RECORDS
:::::
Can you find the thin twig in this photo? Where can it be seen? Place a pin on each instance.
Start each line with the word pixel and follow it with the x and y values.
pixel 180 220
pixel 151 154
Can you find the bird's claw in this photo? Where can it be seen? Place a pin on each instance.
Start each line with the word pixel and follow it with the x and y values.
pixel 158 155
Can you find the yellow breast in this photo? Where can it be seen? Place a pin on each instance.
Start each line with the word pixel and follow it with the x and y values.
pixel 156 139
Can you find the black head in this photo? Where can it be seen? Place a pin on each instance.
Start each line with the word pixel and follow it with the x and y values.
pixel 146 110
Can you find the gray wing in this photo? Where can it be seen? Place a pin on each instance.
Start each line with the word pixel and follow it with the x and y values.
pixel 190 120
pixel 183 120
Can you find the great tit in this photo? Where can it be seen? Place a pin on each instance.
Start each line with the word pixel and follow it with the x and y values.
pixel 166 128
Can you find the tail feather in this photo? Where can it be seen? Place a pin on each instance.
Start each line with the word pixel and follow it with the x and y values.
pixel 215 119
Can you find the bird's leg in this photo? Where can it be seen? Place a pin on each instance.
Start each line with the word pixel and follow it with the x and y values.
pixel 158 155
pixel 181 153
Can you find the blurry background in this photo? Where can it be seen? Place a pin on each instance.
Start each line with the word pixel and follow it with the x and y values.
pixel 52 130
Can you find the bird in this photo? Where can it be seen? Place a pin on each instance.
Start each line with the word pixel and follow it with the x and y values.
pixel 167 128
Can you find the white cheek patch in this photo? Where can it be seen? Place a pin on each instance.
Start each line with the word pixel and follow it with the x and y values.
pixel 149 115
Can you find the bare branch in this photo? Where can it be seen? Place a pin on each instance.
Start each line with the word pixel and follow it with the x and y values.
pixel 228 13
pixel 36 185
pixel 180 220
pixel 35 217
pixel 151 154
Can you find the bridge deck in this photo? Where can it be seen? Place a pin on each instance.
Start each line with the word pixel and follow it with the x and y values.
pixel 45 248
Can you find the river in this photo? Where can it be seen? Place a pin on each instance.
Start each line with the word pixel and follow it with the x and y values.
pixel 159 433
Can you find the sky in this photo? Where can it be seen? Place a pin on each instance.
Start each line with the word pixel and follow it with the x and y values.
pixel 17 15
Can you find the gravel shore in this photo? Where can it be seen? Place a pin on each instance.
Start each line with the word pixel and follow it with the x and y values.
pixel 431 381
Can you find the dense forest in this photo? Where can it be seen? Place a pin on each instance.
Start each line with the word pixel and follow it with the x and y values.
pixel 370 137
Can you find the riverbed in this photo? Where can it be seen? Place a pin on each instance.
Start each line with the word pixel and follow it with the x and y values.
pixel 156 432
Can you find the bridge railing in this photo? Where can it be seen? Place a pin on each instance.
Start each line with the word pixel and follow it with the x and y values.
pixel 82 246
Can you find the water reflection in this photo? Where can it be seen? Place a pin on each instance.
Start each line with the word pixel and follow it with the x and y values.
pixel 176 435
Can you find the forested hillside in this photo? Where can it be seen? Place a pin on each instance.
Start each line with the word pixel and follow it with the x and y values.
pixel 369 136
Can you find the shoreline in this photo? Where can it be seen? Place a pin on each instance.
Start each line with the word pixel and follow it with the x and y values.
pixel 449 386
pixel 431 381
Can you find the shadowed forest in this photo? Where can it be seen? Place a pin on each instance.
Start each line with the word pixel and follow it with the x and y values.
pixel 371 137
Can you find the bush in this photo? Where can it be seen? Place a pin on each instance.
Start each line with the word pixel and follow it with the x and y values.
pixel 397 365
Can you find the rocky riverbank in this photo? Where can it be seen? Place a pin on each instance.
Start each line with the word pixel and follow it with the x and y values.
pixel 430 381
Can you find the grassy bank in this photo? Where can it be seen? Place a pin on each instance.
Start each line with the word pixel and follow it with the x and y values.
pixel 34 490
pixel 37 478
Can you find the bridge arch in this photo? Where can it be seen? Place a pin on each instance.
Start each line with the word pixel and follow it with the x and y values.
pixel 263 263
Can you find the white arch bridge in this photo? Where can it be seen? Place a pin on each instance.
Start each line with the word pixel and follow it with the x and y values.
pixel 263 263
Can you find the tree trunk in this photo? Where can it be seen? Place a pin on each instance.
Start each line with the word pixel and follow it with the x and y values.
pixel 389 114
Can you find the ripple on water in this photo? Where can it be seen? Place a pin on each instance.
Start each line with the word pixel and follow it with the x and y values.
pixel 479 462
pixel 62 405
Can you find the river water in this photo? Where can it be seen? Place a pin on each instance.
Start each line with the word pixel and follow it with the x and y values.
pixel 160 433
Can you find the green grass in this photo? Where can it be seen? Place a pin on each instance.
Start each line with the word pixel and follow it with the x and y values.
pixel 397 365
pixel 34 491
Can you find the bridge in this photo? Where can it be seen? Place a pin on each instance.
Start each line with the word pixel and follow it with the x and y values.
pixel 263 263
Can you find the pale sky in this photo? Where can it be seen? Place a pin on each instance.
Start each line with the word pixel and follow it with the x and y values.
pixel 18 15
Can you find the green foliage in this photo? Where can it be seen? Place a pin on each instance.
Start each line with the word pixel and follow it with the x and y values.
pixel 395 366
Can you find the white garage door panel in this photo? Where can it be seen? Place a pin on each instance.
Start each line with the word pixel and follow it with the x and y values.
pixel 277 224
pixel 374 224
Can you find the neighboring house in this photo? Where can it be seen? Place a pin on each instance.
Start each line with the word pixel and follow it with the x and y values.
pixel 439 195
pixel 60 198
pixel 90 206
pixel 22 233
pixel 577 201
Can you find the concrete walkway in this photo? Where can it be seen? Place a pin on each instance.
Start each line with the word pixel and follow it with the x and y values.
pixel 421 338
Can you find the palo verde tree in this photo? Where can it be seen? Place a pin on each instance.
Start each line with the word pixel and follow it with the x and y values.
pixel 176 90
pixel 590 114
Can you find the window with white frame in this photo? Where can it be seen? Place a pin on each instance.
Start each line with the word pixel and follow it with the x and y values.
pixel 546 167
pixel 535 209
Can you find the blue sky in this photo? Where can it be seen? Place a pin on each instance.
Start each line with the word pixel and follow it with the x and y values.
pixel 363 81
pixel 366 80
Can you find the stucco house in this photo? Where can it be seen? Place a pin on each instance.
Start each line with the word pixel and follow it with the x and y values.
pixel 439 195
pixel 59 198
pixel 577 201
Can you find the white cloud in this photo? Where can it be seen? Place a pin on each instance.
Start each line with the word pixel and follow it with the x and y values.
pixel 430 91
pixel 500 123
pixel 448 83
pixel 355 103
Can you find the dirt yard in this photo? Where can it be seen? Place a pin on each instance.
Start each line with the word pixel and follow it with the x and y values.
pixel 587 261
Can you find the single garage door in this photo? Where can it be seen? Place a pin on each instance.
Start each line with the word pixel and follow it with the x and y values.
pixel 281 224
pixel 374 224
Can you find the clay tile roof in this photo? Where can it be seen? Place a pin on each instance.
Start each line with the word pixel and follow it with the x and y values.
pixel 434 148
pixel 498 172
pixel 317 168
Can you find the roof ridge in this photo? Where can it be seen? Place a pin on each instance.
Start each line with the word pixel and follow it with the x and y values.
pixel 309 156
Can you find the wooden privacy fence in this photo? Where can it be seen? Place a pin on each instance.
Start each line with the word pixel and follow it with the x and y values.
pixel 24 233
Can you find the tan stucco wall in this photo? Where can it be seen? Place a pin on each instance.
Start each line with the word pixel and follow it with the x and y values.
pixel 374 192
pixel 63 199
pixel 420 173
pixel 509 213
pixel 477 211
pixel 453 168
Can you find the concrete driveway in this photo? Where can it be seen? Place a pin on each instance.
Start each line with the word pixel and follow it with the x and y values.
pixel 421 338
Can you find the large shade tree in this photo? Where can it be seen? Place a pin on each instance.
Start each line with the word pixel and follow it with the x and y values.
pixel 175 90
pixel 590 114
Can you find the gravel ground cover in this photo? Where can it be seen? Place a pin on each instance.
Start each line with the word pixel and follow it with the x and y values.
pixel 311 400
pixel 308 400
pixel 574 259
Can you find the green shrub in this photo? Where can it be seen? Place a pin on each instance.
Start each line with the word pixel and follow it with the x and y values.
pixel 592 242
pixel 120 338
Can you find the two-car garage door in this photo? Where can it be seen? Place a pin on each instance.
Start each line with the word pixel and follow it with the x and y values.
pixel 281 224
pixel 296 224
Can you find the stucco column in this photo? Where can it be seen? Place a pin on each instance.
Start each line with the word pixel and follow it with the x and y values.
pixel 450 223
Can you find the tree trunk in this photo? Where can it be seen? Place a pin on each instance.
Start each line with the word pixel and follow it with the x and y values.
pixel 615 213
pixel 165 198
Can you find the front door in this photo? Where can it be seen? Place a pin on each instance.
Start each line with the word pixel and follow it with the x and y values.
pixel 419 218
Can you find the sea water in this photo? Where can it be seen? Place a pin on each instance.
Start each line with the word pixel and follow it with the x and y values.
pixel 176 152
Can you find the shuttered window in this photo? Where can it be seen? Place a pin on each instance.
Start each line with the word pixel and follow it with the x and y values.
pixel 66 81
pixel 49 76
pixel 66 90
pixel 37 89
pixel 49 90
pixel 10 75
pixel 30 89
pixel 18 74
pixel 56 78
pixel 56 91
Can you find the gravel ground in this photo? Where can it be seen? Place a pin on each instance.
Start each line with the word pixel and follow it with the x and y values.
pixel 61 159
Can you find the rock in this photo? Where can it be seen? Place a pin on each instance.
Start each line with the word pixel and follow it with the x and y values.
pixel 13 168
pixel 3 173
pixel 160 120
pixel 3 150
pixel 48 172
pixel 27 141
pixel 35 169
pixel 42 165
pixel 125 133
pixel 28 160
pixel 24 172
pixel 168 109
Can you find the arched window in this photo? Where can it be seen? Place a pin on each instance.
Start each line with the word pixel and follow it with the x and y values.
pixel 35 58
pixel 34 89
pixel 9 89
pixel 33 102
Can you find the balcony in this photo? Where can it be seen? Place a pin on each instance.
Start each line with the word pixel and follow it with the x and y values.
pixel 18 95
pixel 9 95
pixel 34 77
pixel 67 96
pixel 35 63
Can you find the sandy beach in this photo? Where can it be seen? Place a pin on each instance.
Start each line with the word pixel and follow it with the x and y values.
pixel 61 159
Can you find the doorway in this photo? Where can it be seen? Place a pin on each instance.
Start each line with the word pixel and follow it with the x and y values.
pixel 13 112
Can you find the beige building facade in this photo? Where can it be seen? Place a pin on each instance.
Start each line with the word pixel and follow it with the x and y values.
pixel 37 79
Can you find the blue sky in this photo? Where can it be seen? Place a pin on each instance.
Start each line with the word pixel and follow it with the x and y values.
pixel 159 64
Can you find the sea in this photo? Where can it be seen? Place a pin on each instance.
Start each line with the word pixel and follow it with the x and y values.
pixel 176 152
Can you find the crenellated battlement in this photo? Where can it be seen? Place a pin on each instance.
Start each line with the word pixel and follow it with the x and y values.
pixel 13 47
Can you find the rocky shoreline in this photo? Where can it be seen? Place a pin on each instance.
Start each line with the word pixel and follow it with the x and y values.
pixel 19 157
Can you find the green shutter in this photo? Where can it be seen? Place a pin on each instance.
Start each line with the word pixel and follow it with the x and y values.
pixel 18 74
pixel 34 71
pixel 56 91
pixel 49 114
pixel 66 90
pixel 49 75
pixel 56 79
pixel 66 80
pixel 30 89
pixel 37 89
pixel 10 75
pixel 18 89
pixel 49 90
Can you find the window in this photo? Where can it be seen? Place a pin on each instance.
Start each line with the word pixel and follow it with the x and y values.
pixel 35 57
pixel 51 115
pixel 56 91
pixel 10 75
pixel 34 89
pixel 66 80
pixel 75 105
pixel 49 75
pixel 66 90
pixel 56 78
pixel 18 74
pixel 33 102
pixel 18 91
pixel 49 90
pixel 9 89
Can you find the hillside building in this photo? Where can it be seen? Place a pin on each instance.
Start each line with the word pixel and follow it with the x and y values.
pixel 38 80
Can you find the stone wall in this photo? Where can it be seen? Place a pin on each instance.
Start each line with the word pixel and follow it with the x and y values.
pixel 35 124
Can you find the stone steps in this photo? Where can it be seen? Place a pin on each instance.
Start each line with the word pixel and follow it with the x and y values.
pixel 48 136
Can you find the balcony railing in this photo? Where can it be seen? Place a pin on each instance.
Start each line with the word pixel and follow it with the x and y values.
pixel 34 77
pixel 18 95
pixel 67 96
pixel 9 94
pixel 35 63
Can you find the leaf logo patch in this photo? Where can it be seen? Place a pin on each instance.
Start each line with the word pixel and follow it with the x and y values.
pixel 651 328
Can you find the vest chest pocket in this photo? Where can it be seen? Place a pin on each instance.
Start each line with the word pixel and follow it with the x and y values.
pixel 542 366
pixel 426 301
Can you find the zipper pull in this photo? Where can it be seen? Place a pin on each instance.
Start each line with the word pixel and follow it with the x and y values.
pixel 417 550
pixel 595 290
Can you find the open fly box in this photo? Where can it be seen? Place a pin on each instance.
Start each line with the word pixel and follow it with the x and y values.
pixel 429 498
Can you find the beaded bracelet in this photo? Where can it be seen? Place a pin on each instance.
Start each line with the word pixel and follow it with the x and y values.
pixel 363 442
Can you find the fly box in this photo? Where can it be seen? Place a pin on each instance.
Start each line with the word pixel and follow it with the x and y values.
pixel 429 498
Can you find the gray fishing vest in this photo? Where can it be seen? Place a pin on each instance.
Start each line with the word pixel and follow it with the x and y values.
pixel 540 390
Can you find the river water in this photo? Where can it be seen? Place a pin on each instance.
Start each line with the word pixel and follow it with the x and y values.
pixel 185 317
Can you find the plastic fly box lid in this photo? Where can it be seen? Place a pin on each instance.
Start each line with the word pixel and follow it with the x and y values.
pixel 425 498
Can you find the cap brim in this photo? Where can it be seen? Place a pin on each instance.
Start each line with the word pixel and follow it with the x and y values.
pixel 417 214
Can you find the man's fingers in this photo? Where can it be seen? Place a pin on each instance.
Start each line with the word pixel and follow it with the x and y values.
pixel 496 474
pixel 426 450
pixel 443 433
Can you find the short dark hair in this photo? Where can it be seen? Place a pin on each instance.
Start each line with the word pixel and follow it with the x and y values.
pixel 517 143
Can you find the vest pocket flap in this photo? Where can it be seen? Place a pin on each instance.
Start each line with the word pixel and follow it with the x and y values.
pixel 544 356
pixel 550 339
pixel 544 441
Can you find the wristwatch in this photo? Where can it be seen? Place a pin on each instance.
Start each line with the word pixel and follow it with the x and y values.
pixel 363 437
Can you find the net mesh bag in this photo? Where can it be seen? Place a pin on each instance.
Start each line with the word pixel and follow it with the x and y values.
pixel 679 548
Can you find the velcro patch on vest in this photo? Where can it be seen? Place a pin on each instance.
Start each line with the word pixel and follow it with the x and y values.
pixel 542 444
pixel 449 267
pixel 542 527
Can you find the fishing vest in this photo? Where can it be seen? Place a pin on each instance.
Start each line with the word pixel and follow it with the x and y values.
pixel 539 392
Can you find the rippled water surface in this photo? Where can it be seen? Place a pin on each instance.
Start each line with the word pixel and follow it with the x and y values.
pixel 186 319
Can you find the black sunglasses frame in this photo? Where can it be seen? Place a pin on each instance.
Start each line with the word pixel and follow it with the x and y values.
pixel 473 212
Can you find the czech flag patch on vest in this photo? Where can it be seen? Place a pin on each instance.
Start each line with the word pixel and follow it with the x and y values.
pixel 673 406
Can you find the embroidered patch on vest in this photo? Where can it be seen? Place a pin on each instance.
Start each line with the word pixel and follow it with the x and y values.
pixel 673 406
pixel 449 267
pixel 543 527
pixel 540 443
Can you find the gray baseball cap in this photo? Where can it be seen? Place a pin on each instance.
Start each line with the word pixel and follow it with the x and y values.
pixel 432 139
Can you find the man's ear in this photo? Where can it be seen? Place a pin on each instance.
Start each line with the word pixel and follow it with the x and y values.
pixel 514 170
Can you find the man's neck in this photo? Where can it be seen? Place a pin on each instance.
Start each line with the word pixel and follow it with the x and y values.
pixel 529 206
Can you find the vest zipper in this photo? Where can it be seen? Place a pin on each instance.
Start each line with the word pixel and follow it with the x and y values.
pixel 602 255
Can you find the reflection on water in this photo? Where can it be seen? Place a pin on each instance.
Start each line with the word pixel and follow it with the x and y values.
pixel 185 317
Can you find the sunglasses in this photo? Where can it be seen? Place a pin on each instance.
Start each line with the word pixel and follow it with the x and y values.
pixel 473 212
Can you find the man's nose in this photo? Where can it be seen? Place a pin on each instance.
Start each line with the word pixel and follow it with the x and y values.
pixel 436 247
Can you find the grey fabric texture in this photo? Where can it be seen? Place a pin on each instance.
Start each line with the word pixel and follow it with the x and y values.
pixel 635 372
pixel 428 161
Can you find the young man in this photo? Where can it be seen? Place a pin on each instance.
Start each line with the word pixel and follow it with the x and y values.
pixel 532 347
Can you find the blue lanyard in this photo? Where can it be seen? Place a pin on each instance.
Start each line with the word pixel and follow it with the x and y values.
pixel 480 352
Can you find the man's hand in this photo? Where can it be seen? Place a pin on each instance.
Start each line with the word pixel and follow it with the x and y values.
:::::
Copy the listing starting at its first line and ending at the line that contains "pixel 52 130", swapping "in this photo" for "in this image" and leaving all else unchanged.

ANSWER TO THIS PROBLEM
Can you find the thin twig in this image? Where can it be seen? Place a pin on each instance.
Start each line with the word pixel and follow it with the x and y values.
pixel 180 220
pixel 151 154
Can you find the bird's claw in this image? Where can it be seen? Place a pin on each instance.
Start each line with the word pixel and follow it with the x and y values.
pixel 158 155
Can you find the yellow breast in this image? Where can it be seen? Place a pin on each instance.
Start each line with the word pixel and follow it with the x and y values.
pixel 156 139
Can you find the black head in this image? Where can it be seen? Place a pin on each instance.
Start each line with the word pixel and follow it with the x and y values.
pixel 146 110
Can you find the gray wing in this image? Where can it be seen? Place a pin on each instance.
Start each line with the word pixel and follow it with the x and y values.
pixel 190 120
pixel 183 120
Can you find the great tit in this image? Where can it be seen? Place a pin on each instance.
Start each line with the word pixel and follow it with the x and y values.
pixel 166 128
Can you find the tail feather in this image? Where can it be seen? Place a pin on each instance.
Start each line with the word pixel and follow it with the x and y values.
pixel 215 119
Can you find the bird's leg in this image? Where can it be seen? Place a pin on each instance.
Start each line with the word pixel and follow it with the x and y values.
pixel 158 155
pixel 181 153
Can you find the blurry background in this image? Where can it be seen? Place a pin on each instance.
Start each line with the word pixel and follow it with the x and y values.
pixel 52 130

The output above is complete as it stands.